### Saved entries
* * * * * * * * *

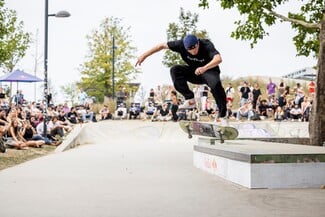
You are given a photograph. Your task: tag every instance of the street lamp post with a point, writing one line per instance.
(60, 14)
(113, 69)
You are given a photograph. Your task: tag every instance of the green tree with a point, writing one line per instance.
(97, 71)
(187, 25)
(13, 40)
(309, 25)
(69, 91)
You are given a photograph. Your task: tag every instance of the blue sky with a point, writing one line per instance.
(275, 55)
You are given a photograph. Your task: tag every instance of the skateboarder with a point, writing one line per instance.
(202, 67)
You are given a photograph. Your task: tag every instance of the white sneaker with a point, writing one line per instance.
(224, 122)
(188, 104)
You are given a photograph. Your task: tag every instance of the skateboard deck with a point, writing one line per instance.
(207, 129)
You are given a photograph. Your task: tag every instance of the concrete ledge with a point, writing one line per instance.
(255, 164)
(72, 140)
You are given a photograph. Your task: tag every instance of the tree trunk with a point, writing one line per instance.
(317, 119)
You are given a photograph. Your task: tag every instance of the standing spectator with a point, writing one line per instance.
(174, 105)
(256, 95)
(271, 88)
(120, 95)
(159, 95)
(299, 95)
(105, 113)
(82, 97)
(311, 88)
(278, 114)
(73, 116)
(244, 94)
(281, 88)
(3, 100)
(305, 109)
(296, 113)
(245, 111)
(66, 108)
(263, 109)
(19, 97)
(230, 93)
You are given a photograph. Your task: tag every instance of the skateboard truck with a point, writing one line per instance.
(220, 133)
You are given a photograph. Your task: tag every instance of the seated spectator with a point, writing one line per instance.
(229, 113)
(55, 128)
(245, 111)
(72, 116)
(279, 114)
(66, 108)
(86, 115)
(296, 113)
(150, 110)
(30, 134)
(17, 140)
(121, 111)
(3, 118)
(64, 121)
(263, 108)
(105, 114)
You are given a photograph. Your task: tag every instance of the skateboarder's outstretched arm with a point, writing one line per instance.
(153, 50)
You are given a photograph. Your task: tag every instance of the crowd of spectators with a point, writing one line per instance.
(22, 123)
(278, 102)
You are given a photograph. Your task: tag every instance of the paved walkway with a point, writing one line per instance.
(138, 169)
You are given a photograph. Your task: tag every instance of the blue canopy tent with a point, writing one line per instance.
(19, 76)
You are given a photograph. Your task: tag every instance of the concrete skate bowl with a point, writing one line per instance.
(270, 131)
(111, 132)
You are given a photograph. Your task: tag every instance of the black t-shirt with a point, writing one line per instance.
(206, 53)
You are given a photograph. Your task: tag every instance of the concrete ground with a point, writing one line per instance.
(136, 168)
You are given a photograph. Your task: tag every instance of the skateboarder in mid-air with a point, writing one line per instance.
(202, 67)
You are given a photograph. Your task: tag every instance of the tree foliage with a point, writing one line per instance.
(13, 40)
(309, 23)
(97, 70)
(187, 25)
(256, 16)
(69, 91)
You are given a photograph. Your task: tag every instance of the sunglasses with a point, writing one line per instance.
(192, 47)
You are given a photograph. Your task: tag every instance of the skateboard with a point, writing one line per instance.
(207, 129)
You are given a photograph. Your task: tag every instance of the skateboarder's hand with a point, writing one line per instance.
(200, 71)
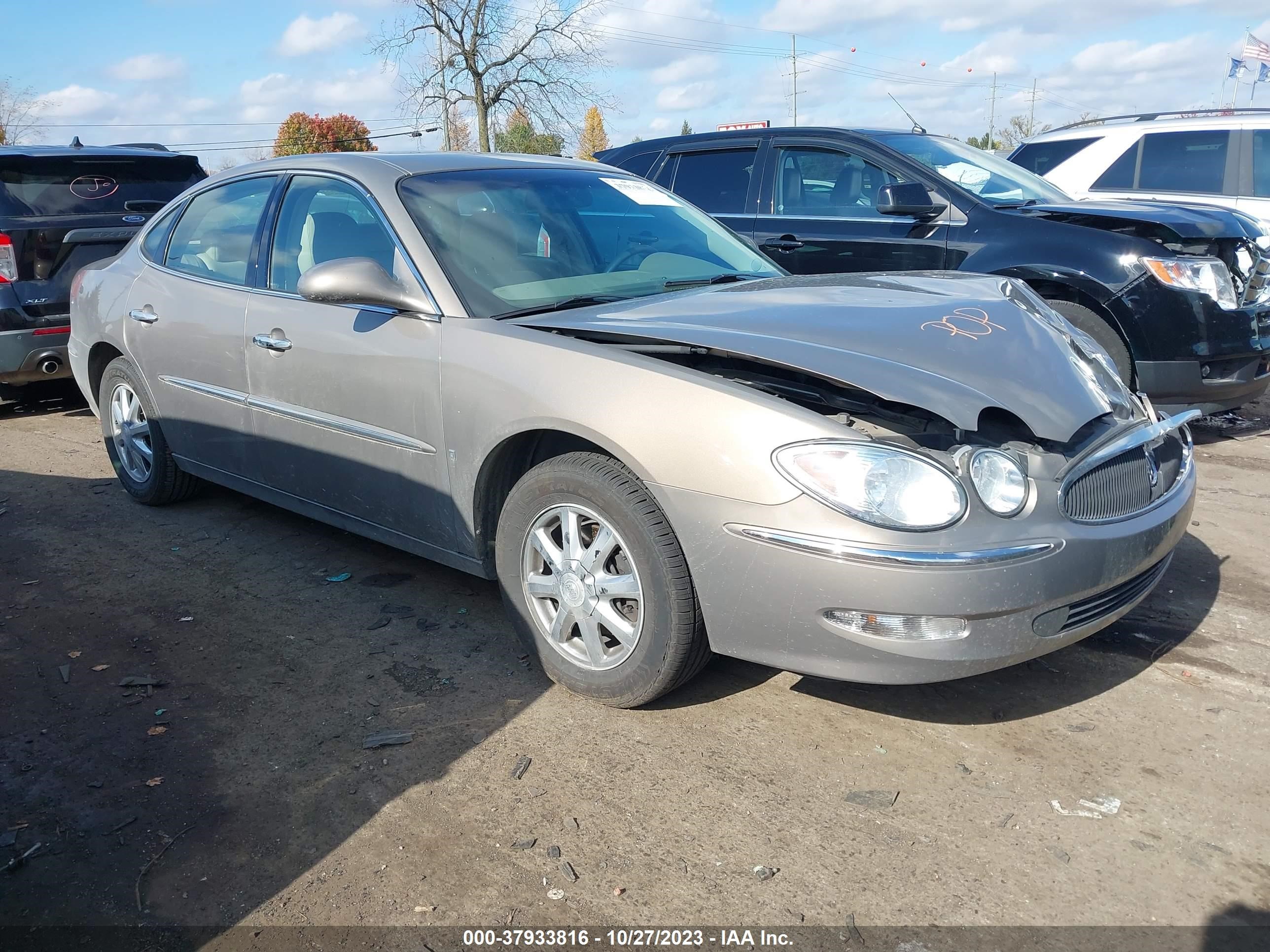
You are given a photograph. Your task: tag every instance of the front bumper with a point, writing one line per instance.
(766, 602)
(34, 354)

* * * * * * * * *

### Your task
Rewrite the part of the listing that opens with the line containing "the skateboarder's hand" and runs through the end of the listing, keeping every request line. Multiply each point coordinate by 1.8 and round to the nearest whole number, rounding halves up, and leave the pictures out.

### Response for this exercise
You are given a photograph. Your task: tag every instance of the skateboarder's hand with a point, writing one line per instance.
(360, 128)
You are given a photograph. Your task: tag every instance of the front bumper with a point, writing one line per instance.
(1379, 1084)
(61, 637)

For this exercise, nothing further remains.